EXERCISES TO COMPLETE ▸
1) Answer these questions using the biography of John G. Webb.
(a) In what year did Webb perform the world's first transfemoral and first transapical transcatheter aortic valve implantations?
(b) Which device was used in the first in-human TMVR that Webb completed in 2014?
(c) At which university did Webb earn his BSc (Hons) in Biology?
2) Continue the biography of John G. Webb from where it stops.

[Opening PASSAGE FOR REVIEW section]

McLeod Professor of Heart Valve Intervention, University of British Columbia

Personal details
- Occupation: Cardiologist

= John G. Webb =

Canadian interventional cardiologist

John G. Webb is a Canadian interventional cardiologist and the McLeod Professor of Heart Valve Intervention at the University of British Columbia. He is most well known for performing the first transfemoral and the first transapical transcatheter aortic valve implantation in the world both in 2005. He completed the first ever transcatheter mitral valve-in-valve replacement in 2009 and the first in-human TMVR (transcatheter mitral valve replacement) to be completed with the Neovasc Tiara device in 2014. In addition, he was an investigator in the PARTNER trial, a randomized clinical trial demonstrating the efficacy of TAVI compared to aortic valve replacement and medical intervention.

==Education==
John G. Webb completed his undergraduate education at Simon Fraser University and graduated with his BSc (Hons) in Biology in 1978. He completed medical school at the University of British Columbia in 1982. He completed his internship at the University of Toronto Faculty of Medicine and completed his internal medicine residency back at the University of British Columbia in 1985. He completed a two-year fellowship in cardiology at the University of Toronto Faculty of Medicine and went to the University of California San Francisco for a two-year interventional cardiology fellowship as a Canadian Heart Foundation fellow.

[Closing PASSAGE FOR REVIEW section]
[Opening EXTRACTED MATERIAL section]

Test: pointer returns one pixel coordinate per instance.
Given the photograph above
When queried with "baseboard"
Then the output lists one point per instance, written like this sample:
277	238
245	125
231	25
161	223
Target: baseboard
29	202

[Closing EXTRACTED MATERIAL section]
[Opening EXTRACTED MATERIAL section]

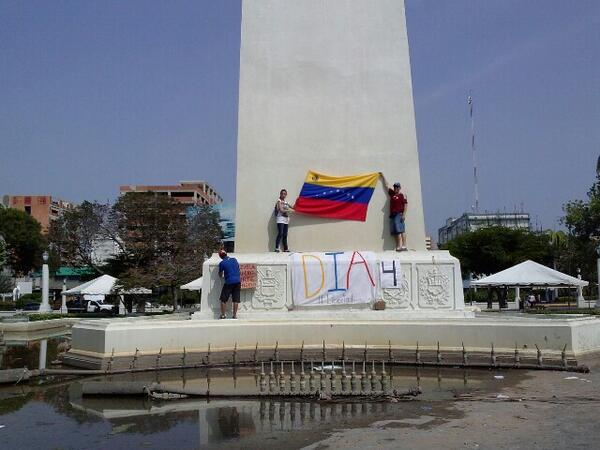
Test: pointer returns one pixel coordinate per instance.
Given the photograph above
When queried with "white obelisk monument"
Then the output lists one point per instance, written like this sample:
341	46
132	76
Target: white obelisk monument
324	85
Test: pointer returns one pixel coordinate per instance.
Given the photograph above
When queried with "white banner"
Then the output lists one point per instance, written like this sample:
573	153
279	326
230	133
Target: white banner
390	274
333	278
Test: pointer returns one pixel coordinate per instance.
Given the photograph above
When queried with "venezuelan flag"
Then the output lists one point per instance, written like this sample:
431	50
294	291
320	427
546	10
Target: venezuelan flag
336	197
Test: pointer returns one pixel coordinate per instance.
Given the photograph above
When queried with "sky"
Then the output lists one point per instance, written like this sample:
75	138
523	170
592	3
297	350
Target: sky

[Closing EXTRACTED MATERIAL section]

RESPONSES PER TASK ▸
1)
(a) 2005
(b) The Neovasc Tiara device
(c) Simon Fraser University

2)
==Career==
He returned to UBC to work as an interventional cardiologist at St. Paul's Hospital in 1990. After the world's first transcatheter aortic valve implantation was performed using an antegrade transseptal approach by Prof. Alain Cribier in 2002 at the University of Rouen, Webb developed the transapical and retrograde transfemoral transcatheter aortic valve implantation in 2006 at St. Paul's Hospital in Vancouver. The transfemoral and transapical approach are now the two most common access routes used in TAVI today. He was appointed the McLeod Professor of Heart Valve Intervention in 2008.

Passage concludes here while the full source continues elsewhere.